▸ **What needs to be done**
Copy the lines of the data verbatim, starting at the line that contains "Where can you see the stack" and ending at the last line of the data.

(Collection entries)
.....

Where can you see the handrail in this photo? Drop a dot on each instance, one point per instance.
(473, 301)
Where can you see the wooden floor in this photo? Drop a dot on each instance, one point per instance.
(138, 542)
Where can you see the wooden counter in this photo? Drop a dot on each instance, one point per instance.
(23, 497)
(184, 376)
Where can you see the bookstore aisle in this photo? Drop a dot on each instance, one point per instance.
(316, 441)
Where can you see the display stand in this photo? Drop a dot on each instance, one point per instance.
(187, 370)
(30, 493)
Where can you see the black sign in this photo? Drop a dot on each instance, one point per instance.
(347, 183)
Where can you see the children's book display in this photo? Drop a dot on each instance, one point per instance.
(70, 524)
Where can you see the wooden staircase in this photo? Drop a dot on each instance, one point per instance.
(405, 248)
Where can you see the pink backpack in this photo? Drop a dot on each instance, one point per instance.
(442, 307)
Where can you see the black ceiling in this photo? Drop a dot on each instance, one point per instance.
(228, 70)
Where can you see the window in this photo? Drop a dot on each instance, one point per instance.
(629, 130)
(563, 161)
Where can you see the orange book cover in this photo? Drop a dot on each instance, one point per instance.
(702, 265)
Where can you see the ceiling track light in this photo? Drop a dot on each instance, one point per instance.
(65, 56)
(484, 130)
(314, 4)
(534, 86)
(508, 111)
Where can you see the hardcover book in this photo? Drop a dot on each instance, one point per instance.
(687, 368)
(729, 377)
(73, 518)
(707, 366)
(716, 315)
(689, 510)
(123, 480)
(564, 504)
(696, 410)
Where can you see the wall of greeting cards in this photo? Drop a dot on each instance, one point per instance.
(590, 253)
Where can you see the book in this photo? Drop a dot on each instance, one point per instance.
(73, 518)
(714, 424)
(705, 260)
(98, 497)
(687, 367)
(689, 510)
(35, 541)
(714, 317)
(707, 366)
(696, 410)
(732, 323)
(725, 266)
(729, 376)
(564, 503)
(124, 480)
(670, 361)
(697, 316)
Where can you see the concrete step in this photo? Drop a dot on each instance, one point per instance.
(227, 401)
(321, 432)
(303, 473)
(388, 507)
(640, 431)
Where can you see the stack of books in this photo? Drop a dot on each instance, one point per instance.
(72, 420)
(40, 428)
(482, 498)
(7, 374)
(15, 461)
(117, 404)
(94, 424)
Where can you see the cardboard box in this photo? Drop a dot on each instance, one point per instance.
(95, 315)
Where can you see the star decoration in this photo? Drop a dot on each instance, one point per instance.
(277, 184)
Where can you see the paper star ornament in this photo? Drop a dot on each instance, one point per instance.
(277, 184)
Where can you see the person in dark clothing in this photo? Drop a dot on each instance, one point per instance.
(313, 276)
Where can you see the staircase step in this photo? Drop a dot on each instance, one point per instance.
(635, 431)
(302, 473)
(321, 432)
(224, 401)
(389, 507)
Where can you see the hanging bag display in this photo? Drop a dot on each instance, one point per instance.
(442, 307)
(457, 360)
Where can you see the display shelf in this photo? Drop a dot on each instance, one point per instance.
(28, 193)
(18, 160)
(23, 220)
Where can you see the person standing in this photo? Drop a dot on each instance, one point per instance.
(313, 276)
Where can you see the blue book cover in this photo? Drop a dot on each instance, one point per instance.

.....

▸ **Full output**
Where can you see the stack of books in this photo? Drop a dot on each instance, one point per instance.
(72, 420)
(40, 428)
(482, 498)
(7, 374)
(15, 461)
(117, 404)
(94, 424)
Where can you see the cardboard box in this photo? Drop a dot on each instance, one point per instance.
(95, 315)
Where can you see the star decoration in this photo? Drop a dot on each instance, one point per instance.
(277, 184)
Where can you see the paper star ornament in this photo? Drop a dot on each instance, one point per instance.
(277, 184)
Where can you see the person in dark clothing in this photo? Drop a dot on each instance, one point per instance.
(313, 276)
Where can you see the staircase step in this photo? Drop a dot on each instance, one point per instance.
(635, 431)
(302, 473)
(321, 432)
(224, 401)
(389, 507)
Where can you see the hanging bag display in this photo? Drop a dot on each instance, one point per instance.
(442, 307)
(457, 360)
Where can you see the display shelf in this photo? Drop a dot on each instance, one point per instance.
(28, 193)
(18, 160)
(23, 220)
Where can you see the person standing in this photo? Drop a dot on each instance, one point per instance.
(313, 276)
Where can you see the blue book cover in this photo? Drop a dot on each instance, one point per instance.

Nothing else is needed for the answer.